## BEGIN SOURCE EXCERPT

The Treaty establishing the European Economic Community organised the achievement of customs union in great detail with regard to the industrial products of the Member States, but made no call for an industrial policy as such. In fact the founding fathers of the EEC had hoped that the liberalisation of trade and increased competition inside the common market could, on their own, bring about the structural changes that the European industry needed. As was explained in the chapter on the common market, this hope was tardily realised because of the tardy completion of the single market [see section 6.1]. However, an important part of the common industrial policy, concerning the harmonisation of legislations, standardisation and public procurement, was dealt with in the chapter on the common market [see section 6.2].

In the absence of a specific structural policy for the industrial sector, a large part of the present chapter is devoted to enterprise policy. In the run-up to the completion of the single market, in the early 1990s, the EC/EU has, in fact, paid close attention to small and medium-sized enterprises (SMEs), which account for almost 99% of the industrial fabric of the Union and for 70% of total employment in the private sector of the Member States and which face problems of integration in the single market. The enterprise policy, however, covers not only industrial firms but also firms in other economic sectors, in particular craft, tourism and the distributive trade.

## END SOURCE EXCERPT
## BEGIN DATASET CONTENT

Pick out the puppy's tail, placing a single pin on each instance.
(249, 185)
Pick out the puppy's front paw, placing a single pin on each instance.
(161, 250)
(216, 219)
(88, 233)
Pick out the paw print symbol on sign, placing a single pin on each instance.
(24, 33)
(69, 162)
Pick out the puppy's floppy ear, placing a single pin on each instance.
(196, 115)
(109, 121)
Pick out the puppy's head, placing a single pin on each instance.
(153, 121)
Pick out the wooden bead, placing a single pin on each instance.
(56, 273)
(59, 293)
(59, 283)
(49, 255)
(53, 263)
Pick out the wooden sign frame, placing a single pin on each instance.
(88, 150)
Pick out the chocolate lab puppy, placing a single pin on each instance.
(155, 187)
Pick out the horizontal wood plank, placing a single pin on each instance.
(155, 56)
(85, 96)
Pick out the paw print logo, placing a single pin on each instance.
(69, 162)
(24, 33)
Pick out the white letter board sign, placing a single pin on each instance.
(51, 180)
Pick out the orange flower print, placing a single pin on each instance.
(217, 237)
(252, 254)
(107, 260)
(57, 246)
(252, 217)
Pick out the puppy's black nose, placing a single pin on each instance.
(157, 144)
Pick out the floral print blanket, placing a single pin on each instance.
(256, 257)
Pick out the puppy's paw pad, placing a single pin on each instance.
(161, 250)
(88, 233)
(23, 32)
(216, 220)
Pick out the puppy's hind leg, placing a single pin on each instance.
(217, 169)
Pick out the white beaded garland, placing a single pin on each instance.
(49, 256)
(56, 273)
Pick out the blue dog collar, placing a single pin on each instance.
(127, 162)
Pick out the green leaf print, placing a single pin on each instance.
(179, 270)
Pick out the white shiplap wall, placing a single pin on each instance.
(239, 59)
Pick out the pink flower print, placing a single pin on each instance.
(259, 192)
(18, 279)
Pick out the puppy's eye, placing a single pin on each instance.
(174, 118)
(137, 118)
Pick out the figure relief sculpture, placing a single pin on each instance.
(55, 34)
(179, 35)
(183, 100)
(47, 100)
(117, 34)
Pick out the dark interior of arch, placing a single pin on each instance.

## END DATASET CONTENT

**EXERCISE REQUIREMENTS:**
a) Extract the part of the passage on EU industrial policy that runs from "The Treaty establishing" up to and including "[see section 6.2].".
b) According to the passage on EU industrial policy, what share of total employment in the private sector of the Member States do SMEs account for?
Rely only on the passage on EU industrial policy, not on the data.

**EXERCISE ANSWERS:**
a)
The Treaty establishing the European Economic Community organised the achievement of customs union in great detail with regard to the industrial products of the Member States, but made no call for an industrial policy as such. In fact the founding fathers of the EEC had hoped that the liberalisation of trade and increased competition inside the common market could, on their own, bring about the structural changes that the European industry needed. As was explained in the chapter on the common market, this hope was tardily realised because of the tardy completion of the single market [see section 6.1]. However, an important part of the common industrial policy, concerning the harmonisation of legislations, standardisation and public procurement, was dealt with in the chapter on the common market [see section 6.2].

b) 70%